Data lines
════════

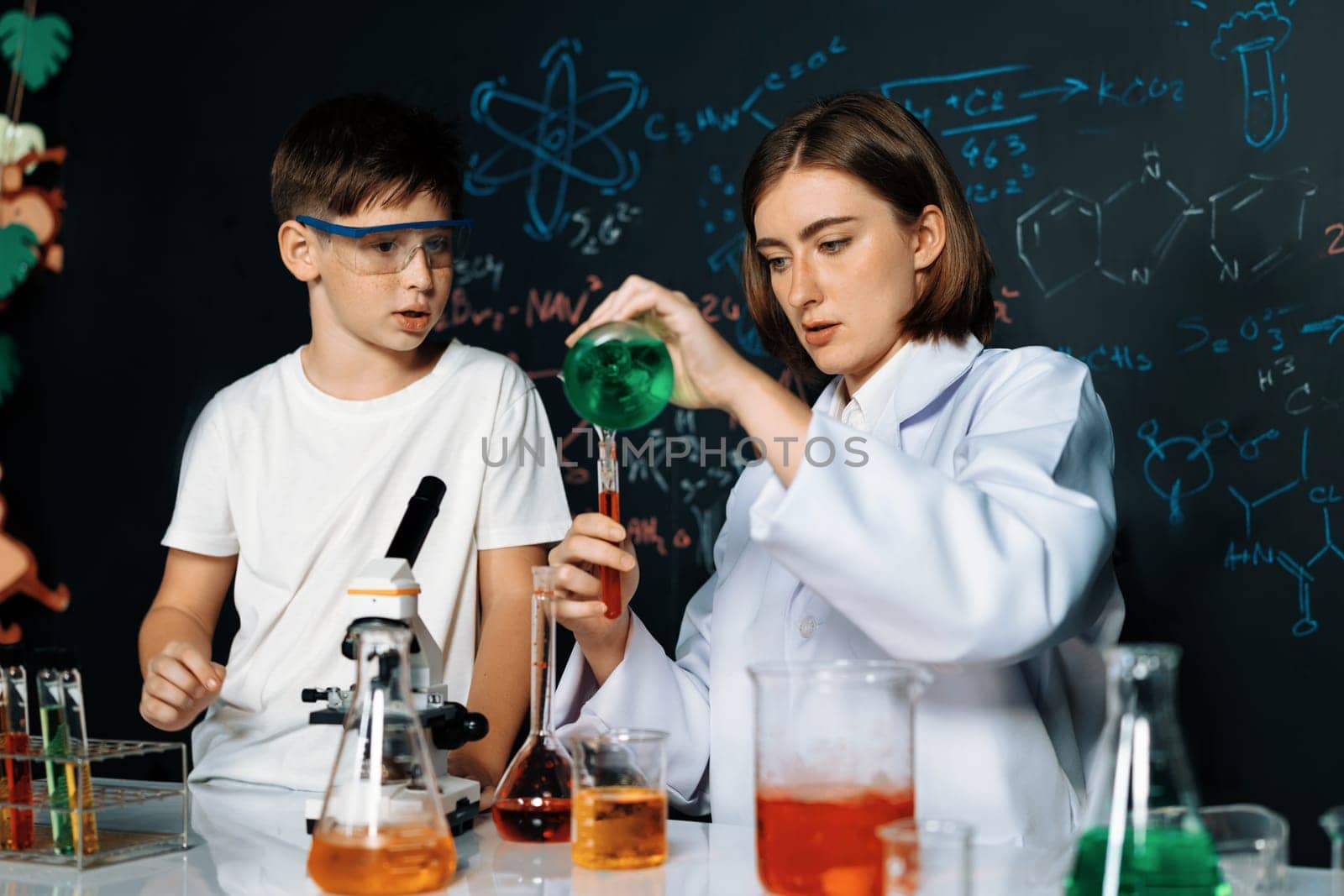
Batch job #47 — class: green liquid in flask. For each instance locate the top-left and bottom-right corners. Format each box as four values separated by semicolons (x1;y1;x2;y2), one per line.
1064;827;1232;896
563;322;674;432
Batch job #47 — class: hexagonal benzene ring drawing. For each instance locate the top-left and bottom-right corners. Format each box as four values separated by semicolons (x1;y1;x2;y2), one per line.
1100;175;1199;286
1017;188;1100;298
1208;168;1315;280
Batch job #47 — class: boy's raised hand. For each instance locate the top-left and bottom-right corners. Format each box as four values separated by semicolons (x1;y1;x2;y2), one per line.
139;641;224;731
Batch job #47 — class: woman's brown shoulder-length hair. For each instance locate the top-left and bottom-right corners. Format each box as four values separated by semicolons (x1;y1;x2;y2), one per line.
742;92;995;380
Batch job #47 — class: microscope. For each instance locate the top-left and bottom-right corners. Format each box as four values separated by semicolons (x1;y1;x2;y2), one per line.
302;475;489;834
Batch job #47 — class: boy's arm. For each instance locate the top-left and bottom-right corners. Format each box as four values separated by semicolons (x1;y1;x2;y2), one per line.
139;548;238;731
449;544;546;809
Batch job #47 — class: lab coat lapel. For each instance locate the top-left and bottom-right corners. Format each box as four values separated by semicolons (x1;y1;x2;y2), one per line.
872;336;985;446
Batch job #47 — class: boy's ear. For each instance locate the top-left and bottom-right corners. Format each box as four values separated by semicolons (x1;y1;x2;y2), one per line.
277;220;318;284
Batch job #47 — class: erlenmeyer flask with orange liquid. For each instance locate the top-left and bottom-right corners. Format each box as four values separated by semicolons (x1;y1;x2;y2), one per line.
492;567;571;844
307;619;457;896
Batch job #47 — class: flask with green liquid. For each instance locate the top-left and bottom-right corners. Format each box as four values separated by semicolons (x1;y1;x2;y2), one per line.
562;321;672;432
1064;643;1231;896
560;321;675;619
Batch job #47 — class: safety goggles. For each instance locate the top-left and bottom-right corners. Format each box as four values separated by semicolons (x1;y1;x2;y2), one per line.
294;215;473;274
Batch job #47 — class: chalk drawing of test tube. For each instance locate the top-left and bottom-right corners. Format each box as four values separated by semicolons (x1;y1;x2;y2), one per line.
1208;0;1293;149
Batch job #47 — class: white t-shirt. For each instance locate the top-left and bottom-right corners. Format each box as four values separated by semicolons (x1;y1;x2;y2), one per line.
163;341;570;790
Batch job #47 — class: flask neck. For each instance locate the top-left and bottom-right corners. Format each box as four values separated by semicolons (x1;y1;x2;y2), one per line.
1089;652;1199;824
529;589;555;736
596;430;621;495
352;622;412;712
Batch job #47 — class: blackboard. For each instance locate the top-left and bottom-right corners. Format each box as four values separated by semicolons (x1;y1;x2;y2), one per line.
0;0;1344;864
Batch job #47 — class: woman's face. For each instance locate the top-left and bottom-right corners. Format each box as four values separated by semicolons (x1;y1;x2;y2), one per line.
755;168;945;395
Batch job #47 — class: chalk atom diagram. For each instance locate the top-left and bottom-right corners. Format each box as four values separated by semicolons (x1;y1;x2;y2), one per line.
464;38;649;242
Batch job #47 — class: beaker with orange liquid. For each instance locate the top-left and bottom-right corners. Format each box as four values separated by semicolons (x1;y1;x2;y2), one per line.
567;728;668;871
748;661;930;896
307;619;457;896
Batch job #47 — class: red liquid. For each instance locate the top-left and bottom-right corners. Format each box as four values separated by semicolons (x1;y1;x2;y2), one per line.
757;787;916;896
596;491;621;619
0;731;32;849
492;797;570;844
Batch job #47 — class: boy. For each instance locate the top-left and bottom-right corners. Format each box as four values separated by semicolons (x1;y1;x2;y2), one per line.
139;97;570;790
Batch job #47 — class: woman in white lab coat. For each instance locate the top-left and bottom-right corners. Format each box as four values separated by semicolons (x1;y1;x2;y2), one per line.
551;94;1122;842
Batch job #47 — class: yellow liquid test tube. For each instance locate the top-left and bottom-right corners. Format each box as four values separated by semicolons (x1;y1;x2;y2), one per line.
66;762;98;856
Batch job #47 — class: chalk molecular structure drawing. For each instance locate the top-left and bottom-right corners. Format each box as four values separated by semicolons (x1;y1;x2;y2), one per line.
465;38;648;242
1017;146;1317;298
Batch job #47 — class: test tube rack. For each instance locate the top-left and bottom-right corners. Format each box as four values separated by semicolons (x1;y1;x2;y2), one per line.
0;737;190;878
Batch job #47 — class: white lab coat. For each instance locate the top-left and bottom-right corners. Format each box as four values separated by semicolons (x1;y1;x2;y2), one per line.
554;338;1124;844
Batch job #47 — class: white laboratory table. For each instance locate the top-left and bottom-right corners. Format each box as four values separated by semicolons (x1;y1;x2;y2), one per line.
0;782;1332;896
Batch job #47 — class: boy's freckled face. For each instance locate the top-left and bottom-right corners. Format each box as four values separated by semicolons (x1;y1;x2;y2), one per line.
318;193;453;352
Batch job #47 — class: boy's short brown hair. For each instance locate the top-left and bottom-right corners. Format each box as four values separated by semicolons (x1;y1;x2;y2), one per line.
270;94;462;222
742;92;995;380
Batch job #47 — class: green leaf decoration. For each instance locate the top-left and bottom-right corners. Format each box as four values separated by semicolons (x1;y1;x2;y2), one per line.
0;224;38;298
0;9;70;90
0;333;18;405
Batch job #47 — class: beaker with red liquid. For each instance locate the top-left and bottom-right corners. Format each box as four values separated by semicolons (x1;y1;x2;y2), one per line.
750;661;932;896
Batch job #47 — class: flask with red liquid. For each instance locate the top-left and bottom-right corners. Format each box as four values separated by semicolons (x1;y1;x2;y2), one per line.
491;567;571;844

════════

■ **Task to carry out**: Express the listing as a Markdown table. Start at the line containing "Batch job #47 — class: erlenmeyer" and end at the line containing "755;168;945;395", including both. Use two columns, No. and Text: No. holds the row number and Text holds the line. Leave out blank lines.

■ **Written answer**:
| No. | Text |
|---|---|
| 1 | Batch job #47 — class: erlenmeyer flask with orange liquid. For each instance locate the top-left and bottom-right corners. Format each box as four values separated by semicolons (x1;y1;x2;y2), one per line. |
| 2 | 492;567;571;844 |
| 3 | 307;619;457;896 |
| 4 | Batch job #47 — class: flask with green liquid. For each instance locate the top-left and bottom-right corners. Format each box as four values separated by semicolons (x1;y1;x2;y2), one per line. |
| 5 | 562;321;672;432 |
| 6 | 1064;643;1231;896 |
| 7 | 560;321;675;619 |
| 8 | Batch job #47 — class: safety goggles. For each instance locate the top-left and bottom-right corners. Format each box as four values separated by semicolons (x1;y1;x2;y2), one per line. |
| 9 | 294;215;473;274 |
| 10 | Batch job #47 — class: chalk drawing of test tube. For each instance locate the top-left and bottom-right corners. Format each box as four values separated by semicolons (x1;y1;x2;y2), one per line. |
| 11 | 1208;0;1293;149 |
| 12 | Batch job #47 — class: white t-shirt. For each instance locate the top-left and bottom-right corners. Format each box as four values separated by semicolons (x1;y1;x2;y2), one per line. |
| 13 | 163;341;570;790 |
| 14 | Batch job #47 — class: flask neck. For each instance locate the top-left and bottom-right corners. Format each box as four values separated by semicolons (x1;y1;x2;y2), one per line. |
| 15 | 1089;652;1199;824 |
| 16 | 529;589;555;736 |
| 17 | 596;430;621;495 |
| 18 | 352;622;412;712 |
| 19 | Batch job #47 — class: blackboard. For each instance locate the top-left and bottom-right corners. Format each box as four values separated by semicolons (x1;y1;x2;y2), one per line. |
| 20 | 0;0;1344;864 |
| 21 | Batch job #47 — class: woman's face. For each instance locate the top-left and bottom-right corners. Format each box as four values separated by semicolons (x1;y1;x2;y2), one per line. |
| 22 | 755;168;945;395 |